Brief. Output exactly the line containing "of the patchwork" and each line after it through the last line of the records, and nothing else.

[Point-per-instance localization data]
★ ★ ★ ★ ★ ★ ★

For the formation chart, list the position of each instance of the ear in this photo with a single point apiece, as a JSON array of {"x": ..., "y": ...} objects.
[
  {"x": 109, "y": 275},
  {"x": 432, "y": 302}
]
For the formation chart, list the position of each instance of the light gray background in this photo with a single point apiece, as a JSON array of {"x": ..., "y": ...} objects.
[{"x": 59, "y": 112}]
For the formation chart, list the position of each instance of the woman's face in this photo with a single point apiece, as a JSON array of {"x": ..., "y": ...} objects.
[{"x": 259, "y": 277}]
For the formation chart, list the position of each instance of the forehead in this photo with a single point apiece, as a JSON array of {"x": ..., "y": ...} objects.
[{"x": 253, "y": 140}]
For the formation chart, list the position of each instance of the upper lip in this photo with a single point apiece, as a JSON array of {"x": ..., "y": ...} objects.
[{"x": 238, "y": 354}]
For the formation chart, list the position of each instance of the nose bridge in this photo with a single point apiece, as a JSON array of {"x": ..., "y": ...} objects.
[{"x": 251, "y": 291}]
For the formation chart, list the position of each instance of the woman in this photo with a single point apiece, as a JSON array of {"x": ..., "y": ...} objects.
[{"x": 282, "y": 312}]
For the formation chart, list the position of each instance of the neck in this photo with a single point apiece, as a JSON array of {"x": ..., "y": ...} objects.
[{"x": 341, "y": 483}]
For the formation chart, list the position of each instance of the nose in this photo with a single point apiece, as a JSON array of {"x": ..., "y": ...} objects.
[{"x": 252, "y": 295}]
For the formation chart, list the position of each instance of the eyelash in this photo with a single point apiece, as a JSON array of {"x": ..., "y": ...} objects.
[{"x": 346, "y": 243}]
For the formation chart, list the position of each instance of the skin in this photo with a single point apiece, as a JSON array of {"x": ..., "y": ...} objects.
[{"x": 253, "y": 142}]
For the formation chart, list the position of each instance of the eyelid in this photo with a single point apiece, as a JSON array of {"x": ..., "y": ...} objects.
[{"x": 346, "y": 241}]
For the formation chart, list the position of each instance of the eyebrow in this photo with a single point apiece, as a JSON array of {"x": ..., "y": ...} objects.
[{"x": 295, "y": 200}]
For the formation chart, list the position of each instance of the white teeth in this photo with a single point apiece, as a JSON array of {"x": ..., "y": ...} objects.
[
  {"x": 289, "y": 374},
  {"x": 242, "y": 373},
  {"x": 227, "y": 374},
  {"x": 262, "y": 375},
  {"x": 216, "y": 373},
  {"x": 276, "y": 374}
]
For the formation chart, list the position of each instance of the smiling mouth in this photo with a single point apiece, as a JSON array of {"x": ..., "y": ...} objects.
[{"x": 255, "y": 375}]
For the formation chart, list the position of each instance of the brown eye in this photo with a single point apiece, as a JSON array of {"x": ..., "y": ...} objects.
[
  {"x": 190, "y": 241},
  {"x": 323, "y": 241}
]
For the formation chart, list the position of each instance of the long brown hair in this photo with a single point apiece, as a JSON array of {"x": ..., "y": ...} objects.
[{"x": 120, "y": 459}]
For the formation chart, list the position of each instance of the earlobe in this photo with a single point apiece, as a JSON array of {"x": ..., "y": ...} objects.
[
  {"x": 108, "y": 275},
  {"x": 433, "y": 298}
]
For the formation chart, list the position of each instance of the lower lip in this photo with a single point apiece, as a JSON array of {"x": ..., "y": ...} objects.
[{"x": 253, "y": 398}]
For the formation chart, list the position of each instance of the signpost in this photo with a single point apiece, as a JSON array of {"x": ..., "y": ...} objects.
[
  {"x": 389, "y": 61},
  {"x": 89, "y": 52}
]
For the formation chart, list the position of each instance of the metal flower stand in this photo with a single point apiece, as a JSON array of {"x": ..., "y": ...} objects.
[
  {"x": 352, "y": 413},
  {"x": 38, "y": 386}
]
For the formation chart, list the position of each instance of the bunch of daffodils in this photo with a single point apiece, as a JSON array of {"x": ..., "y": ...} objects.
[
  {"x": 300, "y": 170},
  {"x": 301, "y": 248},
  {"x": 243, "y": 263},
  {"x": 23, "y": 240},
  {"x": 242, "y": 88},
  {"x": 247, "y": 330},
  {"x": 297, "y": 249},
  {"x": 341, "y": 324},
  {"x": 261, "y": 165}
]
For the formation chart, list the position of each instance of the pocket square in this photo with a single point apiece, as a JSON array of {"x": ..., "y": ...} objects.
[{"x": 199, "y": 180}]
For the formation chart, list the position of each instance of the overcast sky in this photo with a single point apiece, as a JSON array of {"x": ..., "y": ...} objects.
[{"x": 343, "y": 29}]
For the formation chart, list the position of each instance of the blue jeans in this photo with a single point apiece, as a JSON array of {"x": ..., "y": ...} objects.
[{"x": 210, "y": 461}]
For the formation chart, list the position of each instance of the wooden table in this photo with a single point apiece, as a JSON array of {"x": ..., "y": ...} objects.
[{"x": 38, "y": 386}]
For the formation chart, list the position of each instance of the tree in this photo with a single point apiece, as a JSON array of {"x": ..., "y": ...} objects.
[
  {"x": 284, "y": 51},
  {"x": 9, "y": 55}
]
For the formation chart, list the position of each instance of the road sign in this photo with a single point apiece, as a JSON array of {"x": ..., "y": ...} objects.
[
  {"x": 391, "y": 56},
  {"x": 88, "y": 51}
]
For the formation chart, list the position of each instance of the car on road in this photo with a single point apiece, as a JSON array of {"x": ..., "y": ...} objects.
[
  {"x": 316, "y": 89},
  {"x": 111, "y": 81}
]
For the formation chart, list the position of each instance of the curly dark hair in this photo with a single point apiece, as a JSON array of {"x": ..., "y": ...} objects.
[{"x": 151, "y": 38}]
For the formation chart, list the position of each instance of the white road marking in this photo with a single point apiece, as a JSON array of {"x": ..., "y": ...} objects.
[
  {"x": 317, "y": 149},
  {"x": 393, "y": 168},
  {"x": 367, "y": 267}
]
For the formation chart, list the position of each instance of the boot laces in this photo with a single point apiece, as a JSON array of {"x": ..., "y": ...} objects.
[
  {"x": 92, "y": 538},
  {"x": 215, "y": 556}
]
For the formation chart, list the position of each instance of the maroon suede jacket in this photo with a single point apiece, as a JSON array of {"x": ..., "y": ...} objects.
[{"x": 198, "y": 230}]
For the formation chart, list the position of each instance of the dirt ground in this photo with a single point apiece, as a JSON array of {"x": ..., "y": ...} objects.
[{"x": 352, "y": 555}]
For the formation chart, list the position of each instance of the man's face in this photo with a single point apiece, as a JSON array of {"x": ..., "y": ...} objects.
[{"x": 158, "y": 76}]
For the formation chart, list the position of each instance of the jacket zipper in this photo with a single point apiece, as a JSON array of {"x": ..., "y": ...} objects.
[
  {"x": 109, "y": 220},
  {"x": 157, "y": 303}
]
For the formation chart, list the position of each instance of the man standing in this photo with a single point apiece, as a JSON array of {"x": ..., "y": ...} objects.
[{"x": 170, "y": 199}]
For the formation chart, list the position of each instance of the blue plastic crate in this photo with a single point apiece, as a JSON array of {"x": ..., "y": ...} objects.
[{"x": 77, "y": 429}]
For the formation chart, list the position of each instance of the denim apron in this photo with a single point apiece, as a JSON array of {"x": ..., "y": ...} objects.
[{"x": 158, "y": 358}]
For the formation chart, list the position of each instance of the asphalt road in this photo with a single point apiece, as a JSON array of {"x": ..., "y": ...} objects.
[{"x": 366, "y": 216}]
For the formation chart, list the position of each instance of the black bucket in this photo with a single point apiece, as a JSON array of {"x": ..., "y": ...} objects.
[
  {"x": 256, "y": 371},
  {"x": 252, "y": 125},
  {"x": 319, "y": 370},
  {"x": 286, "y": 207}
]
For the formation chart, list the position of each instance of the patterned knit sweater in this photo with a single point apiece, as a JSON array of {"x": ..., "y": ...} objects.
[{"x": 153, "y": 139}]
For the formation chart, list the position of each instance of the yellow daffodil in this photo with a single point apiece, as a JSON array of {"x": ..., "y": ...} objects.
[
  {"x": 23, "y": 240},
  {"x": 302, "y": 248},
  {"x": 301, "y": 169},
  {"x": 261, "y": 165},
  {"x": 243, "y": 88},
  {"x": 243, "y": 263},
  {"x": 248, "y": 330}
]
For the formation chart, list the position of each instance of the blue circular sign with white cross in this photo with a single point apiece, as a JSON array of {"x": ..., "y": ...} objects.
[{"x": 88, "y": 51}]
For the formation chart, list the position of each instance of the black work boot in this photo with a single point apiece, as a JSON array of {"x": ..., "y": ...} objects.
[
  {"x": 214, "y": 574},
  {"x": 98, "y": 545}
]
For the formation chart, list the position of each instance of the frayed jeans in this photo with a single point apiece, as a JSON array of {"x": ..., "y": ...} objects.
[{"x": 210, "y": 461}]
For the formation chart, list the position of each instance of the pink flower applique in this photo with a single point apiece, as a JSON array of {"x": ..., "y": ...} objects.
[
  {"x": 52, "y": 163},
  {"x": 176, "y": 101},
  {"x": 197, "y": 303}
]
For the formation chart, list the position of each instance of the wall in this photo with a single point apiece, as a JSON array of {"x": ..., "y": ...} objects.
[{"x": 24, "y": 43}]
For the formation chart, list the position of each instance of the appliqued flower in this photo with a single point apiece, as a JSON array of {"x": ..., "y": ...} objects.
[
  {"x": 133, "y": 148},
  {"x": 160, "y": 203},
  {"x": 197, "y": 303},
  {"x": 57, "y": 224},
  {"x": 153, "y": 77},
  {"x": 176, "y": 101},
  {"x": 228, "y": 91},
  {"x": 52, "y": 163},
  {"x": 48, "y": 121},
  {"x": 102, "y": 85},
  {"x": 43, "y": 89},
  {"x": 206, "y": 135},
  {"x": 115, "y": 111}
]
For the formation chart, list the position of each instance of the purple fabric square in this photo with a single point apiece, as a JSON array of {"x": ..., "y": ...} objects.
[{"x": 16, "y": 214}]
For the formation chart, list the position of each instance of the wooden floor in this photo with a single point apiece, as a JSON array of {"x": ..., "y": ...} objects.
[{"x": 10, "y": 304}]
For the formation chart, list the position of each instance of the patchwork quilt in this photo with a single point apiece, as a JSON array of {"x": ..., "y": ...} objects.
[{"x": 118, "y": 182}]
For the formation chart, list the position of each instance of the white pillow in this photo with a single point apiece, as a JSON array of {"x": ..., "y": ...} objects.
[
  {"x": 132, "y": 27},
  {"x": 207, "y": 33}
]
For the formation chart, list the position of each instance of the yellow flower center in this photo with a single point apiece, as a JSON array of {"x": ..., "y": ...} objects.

★ ★ ★ ★ ★ ★ ★

Result.
For the formation chart, list the position of each instance of the patchwork quilt in this photo with a single point apiece, as a JSON array of {"x": ..., "y": ...} objects.
[{"x": 118, "y": 182}]
For the formation chart, list the position of each instance of the white pillow in this photo with a single point apiece, as a JSON array of {"x": ..., "y": ...} objects.
[
  {"x": 132, "y": 27},
  {"x": 207, "y": 33}
]
For the formation chart, list the position of each instance of the yellow flower center in this photo with a single point apiece, as a JSON array of {"x": ..., "y": ...} objects.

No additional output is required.